Find each line below that contains the word "cheese", and copy those lines.

━━━━━━━━━━

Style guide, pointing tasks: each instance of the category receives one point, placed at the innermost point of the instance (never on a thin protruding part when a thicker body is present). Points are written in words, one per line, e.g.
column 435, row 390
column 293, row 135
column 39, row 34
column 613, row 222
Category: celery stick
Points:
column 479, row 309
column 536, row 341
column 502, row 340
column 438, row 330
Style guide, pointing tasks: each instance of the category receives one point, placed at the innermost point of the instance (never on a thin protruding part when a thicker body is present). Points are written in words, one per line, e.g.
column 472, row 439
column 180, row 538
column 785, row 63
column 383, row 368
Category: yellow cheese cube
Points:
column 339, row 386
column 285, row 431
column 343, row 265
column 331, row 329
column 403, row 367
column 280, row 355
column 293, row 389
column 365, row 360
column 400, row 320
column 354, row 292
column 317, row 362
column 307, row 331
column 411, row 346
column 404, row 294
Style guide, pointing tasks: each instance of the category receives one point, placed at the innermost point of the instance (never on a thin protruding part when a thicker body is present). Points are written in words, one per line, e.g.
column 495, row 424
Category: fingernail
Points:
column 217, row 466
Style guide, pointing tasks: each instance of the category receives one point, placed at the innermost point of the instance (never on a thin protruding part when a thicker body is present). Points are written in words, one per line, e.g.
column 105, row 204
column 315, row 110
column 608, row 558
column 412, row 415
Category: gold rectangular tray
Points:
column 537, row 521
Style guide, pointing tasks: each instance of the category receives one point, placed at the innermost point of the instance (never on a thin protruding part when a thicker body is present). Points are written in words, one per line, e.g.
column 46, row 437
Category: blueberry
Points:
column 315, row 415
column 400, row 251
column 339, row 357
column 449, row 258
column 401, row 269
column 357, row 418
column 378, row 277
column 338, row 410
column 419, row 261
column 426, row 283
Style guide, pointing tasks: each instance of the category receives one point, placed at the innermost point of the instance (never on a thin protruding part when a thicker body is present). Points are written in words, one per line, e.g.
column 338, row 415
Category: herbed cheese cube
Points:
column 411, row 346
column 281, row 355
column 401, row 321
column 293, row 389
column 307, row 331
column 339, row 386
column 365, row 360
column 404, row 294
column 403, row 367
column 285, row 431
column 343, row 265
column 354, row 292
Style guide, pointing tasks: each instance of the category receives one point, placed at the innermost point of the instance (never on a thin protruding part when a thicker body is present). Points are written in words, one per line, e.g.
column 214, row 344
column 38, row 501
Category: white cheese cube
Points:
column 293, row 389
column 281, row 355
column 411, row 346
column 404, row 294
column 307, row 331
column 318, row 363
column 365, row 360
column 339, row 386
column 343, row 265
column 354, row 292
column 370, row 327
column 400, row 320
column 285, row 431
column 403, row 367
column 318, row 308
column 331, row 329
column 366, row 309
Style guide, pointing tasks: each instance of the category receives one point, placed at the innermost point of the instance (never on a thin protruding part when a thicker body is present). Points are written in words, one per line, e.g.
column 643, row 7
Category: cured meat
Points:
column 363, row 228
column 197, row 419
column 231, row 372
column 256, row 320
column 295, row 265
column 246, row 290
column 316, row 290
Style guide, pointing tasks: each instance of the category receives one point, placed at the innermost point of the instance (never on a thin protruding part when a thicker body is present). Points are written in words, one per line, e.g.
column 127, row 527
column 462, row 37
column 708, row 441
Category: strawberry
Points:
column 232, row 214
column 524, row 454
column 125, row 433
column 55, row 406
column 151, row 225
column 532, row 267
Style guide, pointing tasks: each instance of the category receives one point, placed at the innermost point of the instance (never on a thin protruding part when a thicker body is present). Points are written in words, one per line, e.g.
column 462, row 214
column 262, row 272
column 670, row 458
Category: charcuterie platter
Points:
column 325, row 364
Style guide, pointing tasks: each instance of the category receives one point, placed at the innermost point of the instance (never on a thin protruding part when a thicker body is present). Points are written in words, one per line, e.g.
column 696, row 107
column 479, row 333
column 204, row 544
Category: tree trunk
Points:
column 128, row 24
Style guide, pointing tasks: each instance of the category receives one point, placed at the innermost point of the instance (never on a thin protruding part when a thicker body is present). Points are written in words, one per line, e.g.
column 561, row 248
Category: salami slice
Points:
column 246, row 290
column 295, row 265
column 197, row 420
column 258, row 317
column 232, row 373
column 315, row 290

━━━━━━━━━━

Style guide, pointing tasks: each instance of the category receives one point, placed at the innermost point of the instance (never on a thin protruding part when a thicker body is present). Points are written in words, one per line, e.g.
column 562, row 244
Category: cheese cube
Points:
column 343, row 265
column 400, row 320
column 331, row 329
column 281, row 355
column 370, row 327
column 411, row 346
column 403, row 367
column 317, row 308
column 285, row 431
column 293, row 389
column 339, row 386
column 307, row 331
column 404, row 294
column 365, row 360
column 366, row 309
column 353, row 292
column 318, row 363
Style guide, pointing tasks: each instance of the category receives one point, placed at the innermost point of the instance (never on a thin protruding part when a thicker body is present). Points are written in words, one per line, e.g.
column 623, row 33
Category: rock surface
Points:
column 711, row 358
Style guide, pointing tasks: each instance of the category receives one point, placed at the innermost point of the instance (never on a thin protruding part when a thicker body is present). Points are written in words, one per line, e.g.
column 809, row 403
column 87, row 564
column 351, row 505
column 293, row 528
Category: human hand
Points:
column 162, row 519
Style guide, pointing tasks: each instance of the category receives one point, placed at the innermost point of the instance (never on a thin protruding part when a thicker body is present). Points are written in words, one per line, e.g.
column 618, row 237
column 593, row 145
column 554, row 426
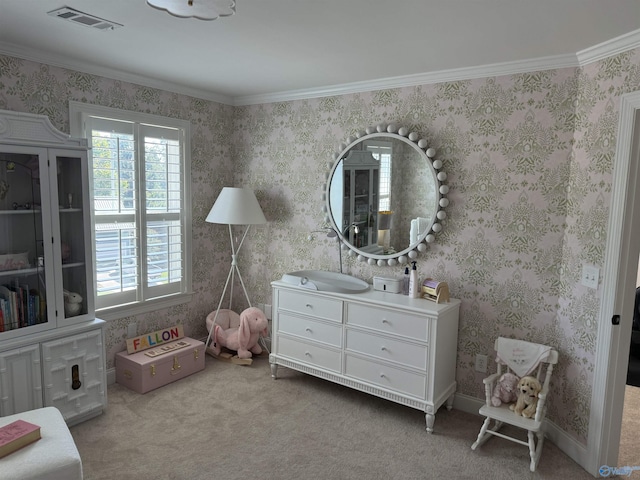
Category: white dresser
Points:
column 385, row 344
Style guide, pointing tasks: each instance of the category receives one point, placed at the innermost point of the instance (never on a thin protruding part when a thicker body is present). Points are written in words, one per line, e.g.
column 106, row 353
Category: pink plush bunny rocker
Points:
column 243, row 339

━━━━━━━━━━

■ **Complete response**:
Category: yellow cheese cube
Category: herbed cheese cube
Category: white cheese cube
Category: cheese cube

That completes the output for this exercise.